### [WHAT TO DO]
Every word of the data below has to be copied faithfully.

### [RECORDS FOR THIS TASK]

Content starts

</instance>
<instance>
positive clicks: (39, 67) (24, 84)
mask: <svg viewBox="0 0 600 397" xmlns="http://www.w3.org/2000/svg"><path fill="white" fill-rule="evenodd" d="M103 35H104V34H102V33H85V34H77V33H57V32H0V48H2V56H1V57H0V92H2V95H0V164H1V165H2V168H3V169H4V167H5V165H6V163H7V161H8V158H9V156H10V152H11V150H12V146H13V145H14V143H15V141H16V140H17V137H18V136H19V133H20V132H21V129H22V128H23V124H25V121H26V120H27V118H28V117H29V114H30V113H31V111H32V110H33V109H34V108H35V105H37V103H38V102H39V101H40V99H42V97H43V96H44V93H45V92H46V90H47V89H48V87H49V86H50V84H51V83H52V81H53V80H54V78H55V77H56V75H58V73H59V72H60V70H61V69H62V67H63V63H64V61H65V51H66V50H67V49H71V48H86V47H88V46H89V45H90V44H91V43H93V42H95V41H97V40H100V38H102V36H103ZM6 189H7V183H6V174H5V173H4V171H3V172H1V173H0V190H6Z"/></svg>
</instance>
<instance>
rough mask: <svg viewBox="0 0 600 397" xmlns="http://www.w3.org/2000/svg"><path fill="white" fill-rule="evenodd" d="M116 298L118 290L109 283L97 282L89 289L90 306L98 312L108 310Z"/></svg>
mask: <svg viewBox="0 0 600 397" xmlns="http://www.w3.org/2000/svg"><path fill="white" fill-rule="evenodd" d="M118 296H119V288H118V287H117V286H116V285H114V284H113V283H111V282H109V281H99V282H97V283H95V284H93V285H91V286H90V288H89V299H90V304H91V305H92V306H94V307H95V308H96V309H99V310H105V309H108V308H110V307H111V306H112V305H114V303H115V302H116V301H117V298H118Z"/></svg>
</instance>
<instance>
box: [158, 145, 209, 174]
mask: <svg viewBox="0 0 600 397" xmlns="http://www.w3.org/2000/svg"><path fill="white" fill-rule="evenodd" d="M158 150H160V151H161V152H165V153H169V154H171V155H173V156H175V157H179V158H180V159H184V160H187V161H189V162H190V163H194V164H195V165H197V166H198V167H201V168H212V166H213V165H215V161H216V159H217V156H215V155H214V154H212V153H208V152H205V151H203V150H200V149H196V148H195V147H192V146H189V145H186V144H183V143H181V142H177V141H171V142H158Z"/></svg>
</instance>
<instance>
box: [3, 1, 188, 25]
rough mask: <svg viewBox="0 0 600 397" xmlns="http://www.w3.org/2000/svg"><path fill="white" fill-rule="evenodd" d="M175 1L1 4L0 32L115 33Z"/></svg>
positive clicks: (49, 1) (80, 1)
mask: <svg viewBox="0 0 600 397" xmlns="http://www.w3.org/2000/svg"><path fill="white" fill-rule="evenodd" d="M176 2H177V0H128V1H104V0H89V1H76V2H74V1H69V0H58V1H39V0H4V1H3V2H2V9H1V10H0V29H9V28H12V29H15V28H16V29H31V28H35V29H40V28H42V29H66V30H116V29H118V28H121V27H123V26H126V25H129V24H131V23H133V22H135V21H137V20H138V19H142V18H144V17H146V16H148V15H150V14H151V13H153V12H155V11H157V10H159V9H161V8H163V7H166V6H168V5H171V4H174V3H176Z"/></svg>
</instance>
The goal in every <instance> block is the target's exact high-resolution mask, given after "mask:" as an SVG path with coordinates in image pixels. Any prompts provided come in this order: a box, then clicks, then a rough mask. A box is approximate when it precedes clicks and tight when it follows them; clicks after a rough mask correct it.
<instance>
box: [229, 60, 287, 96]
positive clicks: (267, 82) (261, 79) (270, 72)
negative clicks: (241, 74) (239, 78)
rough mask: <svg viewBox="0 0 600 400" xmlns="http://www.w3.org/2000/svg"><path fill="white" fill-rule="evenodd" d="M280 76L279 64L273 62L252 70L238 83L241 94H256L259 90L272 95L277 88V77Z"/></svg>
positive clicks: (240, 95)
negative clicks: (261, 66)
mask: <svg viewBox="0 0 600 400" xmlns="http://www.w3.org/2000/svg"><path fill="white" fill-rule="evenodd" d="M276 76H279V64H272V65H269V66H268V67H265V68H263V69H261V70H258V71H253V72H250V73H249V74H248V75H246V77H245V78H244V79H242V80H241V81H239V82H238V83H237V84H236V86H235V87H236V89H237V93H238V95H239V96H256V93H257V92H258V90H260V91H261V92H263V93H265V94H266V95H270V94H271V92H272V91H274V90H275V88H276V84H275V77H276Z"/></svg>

Content ends

### [SOLUTION FOR THIS PROBLEM]
</instance>
<instance>
positive clicks: (39, 67) (24, 84)
mask: <svg viewBox="0 0 600 397" xmlns="http://www.w3.org/2000/svg"><path fill="white" fill-rule="evenodd" d="M103 35H104V34H102V33H85V34H77V33H57V32H0V48H2V56H1V57H0V92H2V95H0V164H1V165H2V168H3V169H4V167H5V165H6V163H7V161H8V158H9V156H10V152H11V150H12V146H13V145H14V143H15V141H16V140H17V137H18V136H19V133H20V132H21V129H22V128H23V124H25V121H26V120H27V118H28V117H29V114H30V113H31V111H32V110H33V109H34V108H35V105H37V103H38V102H39V101H40V99H42V97H43V96H44V93H45V92H46V90H47V89H48V87H49V86H50V84H51V83H52V81H53V80H54V78H55V77H56V75H58V73H59V72H60V70H61V69H62V67H63V63H64V61H65V51H66V50H67V49H71V48H86V47H88V46H89V45H90V44H91V43H93V42H95V41H97V40H100V38H102V36H103ZM6 189H7V183H6V174H5V173H4V171H3V172H1V173H0V190H6Z"/></svg>
</instance>
<instance>
rough mask: <svg viewBox="0 0 600 397" xmlns="http://www.w3.org/2000/svg"><path fill="white" fill-rule="evenodd" d="M116 298L118 290L109 283L97 282L89 289L90 306L98 312L108 310Z"/></svg>
mask: <svg viewBox="0 0 600 397" xmlns="http://www.w3.org/2000/svg"><path fill="white" fill-rule="evenodd" d="M118 296H119V288H118V287H117V286H116V285H114V284H113V283H111V282H109V281H99V282H97V283H95V284H93V285H91V286H90V288H89V299H90V304H91V305H92V306H94V307H95V308H96V309H99V310H105V309H108V308H110V307H111V306H112V305H114V303H115V302H116V301H117V298H118Z"/></svg>
</instance>
<instance>
box: [158, 145, 209, 174]
mask: <svg viewBox="0 0 600 397" xmlns="http://www.w3.org/2000/svg"><path fill="white" fill-rule="evenodd" d="M158 150H160V151H161V152H165V153H169V154H171V155H173V156H175V157H179V158H180V159H184V160H187V161H189V162H190V163H194V164H195V165H197V166H198V167H201V168H212V166H213V165H215V161H216V159H217V156H215V155H214V154H212V153H208V152H205V151H203V150H200V149H196V148H195V147H192V146H189V145H186V144H183V143H181V142H177V141H171V142H158Z"/></svg>
</instance>
<instance>
box: [3, 1, 188, 25]
rough mask: <svg viewBox="0 0 600 397" xmlns="http://www.w3.org/2000/svg"><path fill="white" fill-rule="evenodd" d="M175 1L1 4L0 32L115 33Z"/></svg>
positive clicks: (49, 1) (80, 1)
mask: <svg viewBox="0 0 600 397" xmlns="http://www.w3.org/2000/svg"><path fill="white" fill-rule="evenodd" d="M176 2H177V0H128V1H104V0H89V1H76V2H74V1H69V0H58V1H39V0H4V1H3V2H2V9H1V10H0V29H9V28H12V29H15V28H16V29H31V28H35V29H40V28H42V29H66V30H116V29H118V28H121V27H123V26H126V25H129V24H131V23H133V22H135V21H137V20H138V19H142V18H144V17H146V16H148V15H150V14H151V13H153V12H155V11H157V10H159V9H161V8H163V7H166V6H168V5H171V4H174V3H176Z"/></svg>
</instance>
The goal in every <instance> block is the target's exact high-resolution mask, given after "mask:" as an SVG path with coordinates in image pixels. Any prompts provided come in this order: a box, then clicks, then a rough mask. A box is approximate when it precedes clicks and tight when it follows them; clicks after a rough mask correct it.
<instance>
box: [229, 60, 287, 96]
positive clicks: (267, 82) (261, 79) (270, 72)
negative clicks: (241, 74) (239, 78)
rough mask: <svg viewBox="0 0 600 400" xmlns="http://www.w3.org/2000/svg"><path fill="white" fill-rule="evenodd" d="M280 76L279 64L273 62L252 70L238 83L241 94H256L259 90L272 95L277 88V77Z"/></svg>
positive clicks: (240, 95)
negative clicks: (261, 66)
mask: <svg viewBox="0 0 600 400" xmlns="http://www.w3.org/2000/svg"><path fill="white" fill-rule="evenodd" d="M276 76H279V64H272V65H269V66H268V67H265V68H263V69H261V70H258V71H253V72H250V73H249V74H248V75H246V77H245V78H244V79H242V80H241V81H239V82H238V83H237V84H236V86H235V87H236V89H237V93H238V95H239V96H256V93H257V92H258V90H260V91H261V92H263V93H265V94H266V95H270V94H271V92H272V91H274V90H275V88H276V84H275V77H276Z"/></svg>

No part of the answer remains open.